--- Begin ---

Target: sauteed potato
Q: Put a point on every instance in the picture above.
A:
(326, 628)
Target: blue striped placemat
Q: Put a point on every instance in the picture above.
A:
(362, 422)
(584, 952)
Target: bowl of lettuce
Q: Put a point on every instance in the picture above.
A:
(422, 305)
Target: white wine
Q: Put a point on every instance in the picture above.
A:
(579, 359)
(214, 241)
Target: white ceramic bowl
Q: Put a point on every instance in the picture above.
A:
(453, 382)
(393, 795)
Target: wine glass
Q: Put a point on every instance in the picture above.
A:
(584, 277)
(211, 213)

--- End ---

→ Task statement:
Convert every line of the rows above into a two-column Markdown table with the headers Line No. and Text. Number the lines in order and omit any blank lines.

→ Exercise answer:
| Line No. | Text |
|---|---|
| 1 | Target: sauteed potato |
| 2 | Q: Put a point on every instance in the picture above. |
| 3 | A: |
| 4 | (326, 628) |
| 5 | Target: blue striped placemat |
| 6 | Q: Put a point on every instance in the picture above. |
| 7 | A: |
| 8 | (362, 422) |
| 9 | (584, 952) |
| 10 | Target: bowl of lettuce |
| 11 | Q: Put a point on every instance in the picture above. |
| 12 | A: |
| 13 | (422, 305) |
| 14 | Target: white wine |
| 15 | Q: Put a point on every instance in the picture above. |
| 16 | A: |
| 17 | (579, 359) |
| 18 | (214, 241) |
| 19 | Target: white ceramic bowl |
| 20 | Q: Put a point on every instance in the picture above. |
| 21 | A: |
| 22 | (453, 382) |
| 23 | (393, 795) |
| 24 | Target: wine glass |
| 25 | Q: Put a point on every instance in the picture above. |
| 26 | A: |
| 27 | (584, 277) |
| 28 | (211, 213) |